— Start Information given —

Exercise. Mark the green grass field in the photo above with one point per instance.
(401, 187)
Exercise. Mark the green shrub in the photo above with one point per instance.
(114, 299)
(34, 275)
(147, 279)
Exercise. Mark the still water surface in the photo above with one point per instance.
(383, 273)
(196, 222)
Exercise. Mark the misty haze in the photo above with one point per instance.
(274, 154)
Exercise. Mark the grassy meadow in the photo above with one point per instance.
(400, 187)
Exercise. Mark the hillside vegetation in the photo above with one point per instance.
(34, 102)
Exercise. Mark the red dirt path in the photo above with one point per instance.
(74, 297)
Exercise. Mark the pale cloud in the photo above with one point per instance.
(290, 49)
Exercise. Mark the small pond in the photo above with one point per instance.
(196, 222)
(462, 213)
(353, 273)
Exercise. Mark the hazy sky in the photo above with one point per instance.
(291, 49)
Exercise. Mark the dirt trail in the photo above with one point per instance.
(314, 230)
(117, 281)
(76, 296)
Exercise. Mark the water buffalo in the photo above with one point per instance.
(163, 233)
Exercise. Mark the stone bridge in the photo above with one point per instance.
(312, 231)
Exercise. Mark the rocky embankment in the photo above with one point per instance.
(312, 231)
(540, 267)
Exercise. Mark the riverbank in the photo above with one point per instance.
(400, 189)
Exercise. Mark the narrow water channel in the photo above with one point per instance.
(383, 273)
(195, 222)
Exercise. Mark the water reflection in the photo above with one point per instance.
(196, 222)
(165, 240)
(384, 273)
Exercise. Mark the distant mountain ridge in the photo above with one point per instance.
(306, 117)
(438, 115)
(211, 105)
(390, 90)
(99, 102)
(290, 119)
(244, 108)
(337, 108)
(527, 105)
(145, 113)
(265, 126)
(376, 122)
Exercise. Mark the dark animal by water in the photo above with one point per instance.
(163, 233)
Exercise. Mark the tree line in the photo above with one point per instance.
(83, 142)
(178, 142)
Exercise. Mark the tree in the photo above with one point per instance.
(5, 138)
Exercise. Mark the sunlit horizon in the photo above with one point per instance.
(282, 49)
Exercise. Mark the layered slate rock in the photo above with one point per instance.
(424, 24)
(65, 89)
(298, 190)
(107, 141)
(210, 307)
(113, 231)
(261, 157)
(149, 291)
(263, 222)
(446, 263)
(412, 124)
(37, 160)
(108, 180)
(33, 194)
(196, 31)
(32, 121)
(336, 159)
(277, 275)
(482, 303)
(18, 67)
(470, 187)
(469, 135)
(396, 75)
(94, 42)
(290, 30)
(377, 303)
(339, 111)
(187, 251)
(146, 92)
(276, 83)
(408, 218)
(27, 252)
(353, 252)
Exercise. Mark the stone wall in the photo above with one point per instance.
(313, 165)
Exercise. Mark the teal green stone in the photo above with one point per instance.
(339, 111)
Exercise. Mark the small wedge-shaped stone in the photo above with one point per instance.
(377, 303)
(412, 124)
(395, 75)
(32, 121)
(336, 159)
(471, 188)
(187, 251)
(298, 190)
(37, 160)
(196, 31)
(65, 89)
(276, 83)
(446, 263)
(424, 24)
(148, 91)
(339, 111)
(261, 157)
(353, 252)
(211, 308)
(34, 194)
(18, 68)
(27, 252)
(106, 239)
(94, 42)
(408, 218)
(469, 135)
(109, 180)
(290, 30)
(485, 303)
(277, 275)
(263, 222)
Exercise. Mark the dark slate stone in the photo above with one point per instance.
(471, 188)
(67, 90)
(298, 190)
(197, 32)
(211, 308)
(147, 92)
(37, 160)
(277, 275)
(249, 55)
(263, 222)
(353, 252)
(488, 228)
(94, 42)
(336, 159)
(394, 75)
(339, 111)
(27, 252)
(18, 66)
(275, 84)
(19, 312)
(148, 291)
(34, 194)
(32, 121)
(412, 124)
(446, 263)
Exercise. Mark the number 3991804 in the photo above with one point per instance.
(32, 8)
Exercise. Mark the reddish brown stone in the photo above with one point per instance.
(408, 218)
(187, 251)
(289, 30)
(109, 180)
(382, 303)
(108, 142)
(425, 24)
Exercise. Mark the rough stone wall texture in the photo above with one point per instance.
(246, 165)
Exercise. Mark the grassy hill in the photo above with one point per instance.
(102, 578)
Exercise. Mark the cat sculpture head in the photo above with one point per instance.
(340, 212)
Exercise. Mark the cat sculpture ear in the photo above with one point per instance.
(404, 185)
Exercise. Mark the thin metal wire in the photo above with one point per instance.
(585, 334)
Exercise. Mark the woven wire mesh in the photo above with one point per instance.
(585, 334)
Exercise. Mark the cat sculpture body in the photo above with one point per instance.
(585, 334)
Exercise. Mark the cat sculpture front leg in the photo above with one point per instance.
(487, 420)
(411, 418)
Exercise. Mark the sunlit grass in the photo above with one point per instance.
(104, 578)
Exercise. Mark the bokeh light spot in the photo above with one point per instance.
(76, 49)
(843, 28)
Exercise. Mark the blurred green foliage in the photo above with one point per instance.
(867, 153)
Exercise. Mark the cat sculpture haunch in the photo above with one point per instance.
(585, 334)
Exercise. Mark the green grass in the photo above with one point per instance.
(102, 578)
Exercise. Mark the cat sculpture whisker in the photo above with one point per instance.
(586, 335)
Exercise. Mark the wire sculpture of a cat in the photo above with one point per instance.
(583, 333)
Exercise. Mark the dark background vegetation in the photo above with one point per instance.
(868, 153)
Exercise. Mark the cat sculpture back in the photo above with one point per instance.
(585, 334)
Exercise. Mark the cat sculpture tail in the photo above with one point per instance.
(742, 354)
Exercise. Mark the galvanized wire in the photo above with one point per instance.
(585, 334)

— End Information given —
— Start Information given —

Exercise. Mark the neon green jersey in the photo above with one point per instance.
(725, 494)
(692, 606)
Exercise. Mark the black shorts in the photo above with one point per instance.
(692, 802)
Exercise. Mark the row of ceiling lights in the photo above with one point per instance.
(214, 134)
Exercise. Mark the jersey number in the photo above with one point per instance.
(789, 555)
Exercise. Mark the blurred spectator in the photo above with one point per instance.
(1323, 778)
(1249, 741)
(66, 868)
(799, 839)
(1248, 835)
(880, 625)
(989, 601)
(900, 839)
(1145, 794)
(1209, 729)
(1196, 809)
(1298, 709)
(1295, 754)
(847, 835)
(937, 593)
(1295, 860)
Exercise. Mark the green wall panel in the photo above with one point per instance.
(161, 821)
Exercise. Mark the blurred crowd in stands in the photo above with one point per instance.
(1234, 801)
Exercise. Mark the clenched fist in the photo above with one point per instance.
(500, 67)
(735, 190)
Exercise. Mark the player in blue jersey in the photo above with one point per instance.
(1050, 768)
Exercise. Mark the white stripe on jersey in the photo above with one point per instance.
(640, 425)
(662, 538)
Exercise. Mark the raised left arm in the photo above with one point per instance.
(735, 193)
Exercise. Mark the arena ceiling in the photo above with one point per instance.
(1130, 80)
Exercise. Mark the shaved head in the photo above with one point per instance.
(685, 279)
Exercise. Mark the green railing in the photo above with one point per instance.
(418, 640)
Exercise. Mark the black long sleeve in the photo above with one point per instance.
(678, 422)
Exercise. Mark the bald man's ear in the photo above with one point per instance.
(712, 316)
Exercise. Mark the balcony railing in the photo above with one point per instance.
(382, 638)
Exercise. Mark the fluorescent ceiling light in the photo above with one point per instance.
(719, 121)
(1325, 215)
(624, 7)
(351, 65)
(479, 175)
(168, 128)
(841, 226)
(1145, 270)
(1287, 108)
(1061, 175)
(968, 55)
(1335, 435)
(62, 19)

— End Information given —

- The problem -
Locate each line in the listing that contains the word "tree" and copy those lines.

- Final result -
Exercise. Mark the tree line in the photo above with one point per instance.
Exercise. Mark the tree in the photo above with one point per instance.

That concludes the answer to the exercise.